### WORK TO COMPLETE
Without including any images, reproduce each entry exactly.

### AVAILABLE RECORDS
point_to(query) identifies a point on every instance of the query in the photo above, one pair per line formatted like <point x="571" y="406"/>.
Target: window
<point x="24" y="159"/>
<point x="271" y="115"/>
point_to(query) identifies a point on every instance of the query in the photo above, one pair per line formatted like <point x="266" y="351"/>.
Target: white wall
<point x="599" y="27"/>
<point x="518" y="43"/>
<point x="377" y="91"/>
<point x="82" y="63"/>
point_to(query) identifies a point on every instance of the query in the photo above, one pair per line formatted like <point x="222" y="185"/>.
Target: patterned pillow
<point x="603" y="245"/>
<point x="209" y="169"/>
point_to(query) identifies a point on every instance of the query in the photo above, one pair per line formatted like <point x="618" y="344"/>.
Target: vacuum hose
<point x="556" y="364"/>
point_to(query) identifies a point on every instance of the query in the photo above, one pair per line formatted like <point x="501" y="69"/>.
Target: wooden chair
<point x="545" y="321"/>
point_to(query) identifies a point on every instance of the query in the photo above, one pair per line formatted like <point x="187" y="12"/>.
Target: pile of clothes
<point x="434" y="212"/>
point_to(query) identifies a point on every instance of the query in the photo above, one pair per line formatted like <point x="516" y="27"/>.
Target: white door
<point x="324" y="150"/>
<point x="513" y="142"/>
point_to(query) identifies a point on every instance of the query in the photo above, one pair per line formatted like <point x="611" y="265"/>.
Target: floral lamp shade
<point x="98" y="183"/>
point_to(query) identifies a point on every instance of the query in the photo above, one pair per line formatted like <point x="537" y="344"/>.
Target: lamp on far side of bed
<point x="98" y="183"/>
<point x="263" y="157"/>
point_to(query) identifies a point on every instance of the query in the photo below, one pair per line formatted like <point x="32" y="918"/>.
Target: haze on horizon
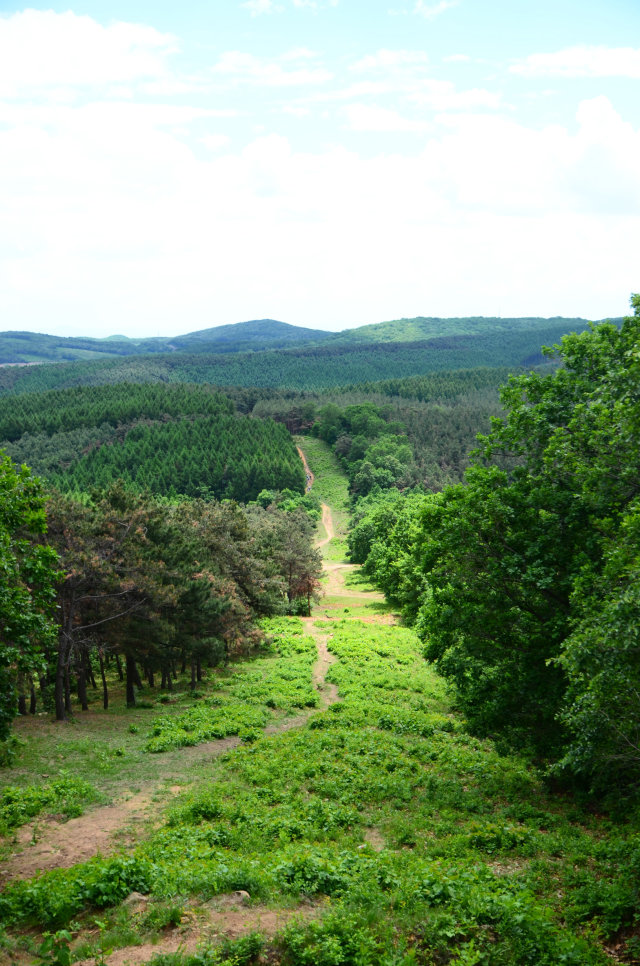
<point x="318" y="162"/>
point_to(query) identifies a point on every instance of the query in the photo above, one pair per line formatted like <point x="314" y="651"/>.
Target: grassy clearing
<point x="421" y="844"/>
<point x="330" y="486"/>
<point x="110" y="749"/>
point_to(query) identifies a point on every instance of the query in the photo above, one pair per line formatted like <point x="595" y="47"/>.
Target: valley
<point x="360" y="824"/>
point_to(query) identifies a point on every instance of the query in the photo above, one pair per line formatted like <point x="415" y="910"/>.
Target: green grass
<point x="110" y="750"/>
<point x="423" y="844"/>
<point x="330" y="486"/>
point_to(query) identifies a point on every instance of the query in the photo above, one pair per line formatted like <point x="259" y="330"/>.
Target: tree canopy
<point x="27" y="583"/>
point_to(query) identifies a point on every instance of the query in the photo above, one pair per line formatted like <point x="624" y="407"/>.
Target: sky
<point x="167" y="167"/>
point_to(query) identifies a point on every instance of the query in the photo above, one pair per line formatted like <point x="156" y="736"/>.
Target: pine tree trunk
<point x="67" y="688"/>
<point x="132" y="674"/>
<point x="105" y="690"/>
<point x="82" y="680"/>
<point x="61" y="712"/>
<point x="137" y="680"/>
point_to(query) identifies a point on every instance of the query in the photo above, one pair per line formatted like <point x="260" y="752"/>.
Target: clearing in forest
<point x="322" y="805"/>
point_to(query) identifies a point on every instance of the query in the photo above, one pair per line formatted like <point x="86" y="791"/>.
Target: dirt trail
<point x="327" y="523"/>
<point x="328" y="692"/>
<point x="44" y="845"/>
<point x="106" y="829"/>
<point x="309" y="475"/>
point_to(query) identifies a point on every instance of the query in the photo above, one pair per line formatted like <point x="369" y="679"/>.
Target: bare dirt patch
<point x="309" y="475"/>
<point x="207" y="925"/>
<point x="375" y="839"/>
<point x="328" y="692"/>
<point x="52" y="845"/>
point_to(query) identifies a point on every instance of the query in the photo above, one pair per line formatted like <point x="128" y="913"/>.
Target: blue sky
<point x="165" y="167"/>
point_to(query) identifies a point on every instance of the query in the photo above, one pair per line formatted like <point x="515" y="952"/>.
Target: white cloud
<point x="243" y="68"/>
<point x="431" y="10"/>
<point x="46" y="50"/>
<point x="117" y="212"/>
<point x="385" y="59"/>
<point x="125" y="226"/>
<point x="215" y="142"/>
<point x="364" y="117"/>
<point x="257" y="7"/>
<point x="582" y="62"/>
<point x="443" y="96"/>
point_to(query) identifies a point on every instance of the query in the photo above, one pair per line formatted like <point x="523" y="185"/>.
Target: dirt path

### THE COMPLETED TASK
point_to(query) identifies a point on every instance of the query in the photo above, one pair per line formatted like <point x="571" y="406"/>.
Target: window
<point x="24" y="159"/>
<point x="271" y="115"/>
point_to(query) identifies a point on every instance of the query in the photo above, one pair per line formatted like <point x="266" y="351"/>.
Target: white wall
<point x="599" y="27"/>
<point x="518" y="43"/>
<point x="377" y="91"/>
<point x="82" y="63"/>
point_to(query) identifies a point on every instance of the query in the photo above, one pair per line formatted like <point x="222" y="185"/>.
Target: patterned pillow
<point x="603" y="245"/>
<point x="209" y="169"/>
point_to(query) identifies a point on every instance of the query in the photo above, one pair per line formatted like <point x="618" y="344"/>.
Target: vacuum hose
<point x="556" y="364"/>
point_to(query) identifies a point on every instance of the query in the photo above, one pair per line formatted like <point x="501" y="69"/>.
Target: wooden chair
<point x="545" y="321"/>
point_to(query) identifies a point on every instance of the query in the photo above, one pair per line formatted like <point x="187" y="12"/>.
Target: pile of clothes
<point x="434" y="212"/>
point_to(query) identifies a point on every instance of the query in the photo above, one pair per line formatted like <point x="516" y="27"/>.
Target: white door
<point x="324" y="150"/>
<point x="513" y="142"/>
point_to(query) identifies a point on every instance of the query in the photo above, one pair per line formatted like <point x="611" y="265"/>.
Target: floral lamp shade
<point x="98" y="183"/>
point_to(query) identifies a point on every instance of the query in the photo above, one pair per line formatted like <point x="537" y="344"/>.
Target: lamp on far side of bed
<point x="98" y="183"/>
<point x="263" y="157"/>
point_to(query) identifies a point on every instance of the query in the photo below, one pair per line formatted like <point x="32" y="918"/>.
Target: haze on horizon
<point x="318" y="162"/>
point_to(query) identifies a point on every instance of the query in the photo above, one pair per line formatted like <point x="314" y="651"/>.
Target: grassy clearing
<point x="421" y="844"/>
<point x="330" y="486"/>
<point x="110" y="749"/>
point_to(query) identifies a point on every instance of the query in the photo above, one pair per line formatted like <point x="595" y="47"/>.
Target: valley
<point x="360" y="824"/>
point_to(query) identifies a point on every instance of the query in the photo above, one pair per line formatted like <point x="415" y="910"/>.
Target: green grass
<point x="110" y="750"/>
<point x="423" y="844"/>
<point x="330" y="486"/>
point_to(query) identifies a point on every instance of the query in the photo above, one pair per line formatted like <point x="259" y="330"/>.
Target: tree canopy
<point x="27" y="583"/>
point_to(query) identifies a point on every instance of the query in the photo above, one pair per line formatted like <point x="624" y="407"/>.
Target: sky
<point x="167" y="167"/>
point_to(query) identifies a point on every instance of the query in the photo above, one pair per line formatted like <point x="156" y="736"/>.
Target: pine tree trunk
<point x="67" y="688"/>
<point x="132" y="674"/>
<point x="105" y="690"/>
<point x="82" y="680"/>
<point x="61" y="712"/>
<point x="137" y="680"/>
point_to(query) identifies a point on every instance of the query in the photo above, one pair per line formatted like <point x="260" y="752"/>.
Target: clearing in forest
<point x="322" y="805"/>
point_to(query) identifies a point on every instance of the query in the photo above, one pair per line formatted like <point x="86" y="791"/>.
Target: dirt trail
<point x="327" y="523"/>
<point x="328" y="692"/>
<point x="44" y="845"/>
<point x="106" y="829"/>
<point x="309" y="475"/>
point_to(query) identifies a point on every instance of the query in the photo above, one pair per line formatted like <point x="369" y="679"/>.
Target: bare dirt patch
<point x="309" y="475"/>
<point x="207" y="925"/>
<point x="375" y="839"/>
<point x="328" y="692"/>
<point x="52" y="845"/>
point_to(query) identifies a point on every instance of the query in the photo above, one pair per line formatted like <point x="128" y="913"/>.
Target: blue sky
<point x="165" y="167"/>
point_to(query) identifies a point on every instance of the query in the photo above, one pair per line formatted like <point x="515" y="952"/>.
Target: white cloud
<point x="243" y="68"/>
<point x="431" y="10"/>
<point x="46" y="50"/>
<point x="117" y="212"/>
<point x="385" y="59"/>
<point x="125" y="226"/>
<point x="215" y="142"/>
<point x="364" y="117"/>
<point x="257" y="7"/>
<point x="582" y="62"/>
<point x="443" y="96"/>
point_to(query) identifies a point on every instance of the query in the photo above, one pair per line formatted like <point x="523" y="185"/>.
Target: dirt path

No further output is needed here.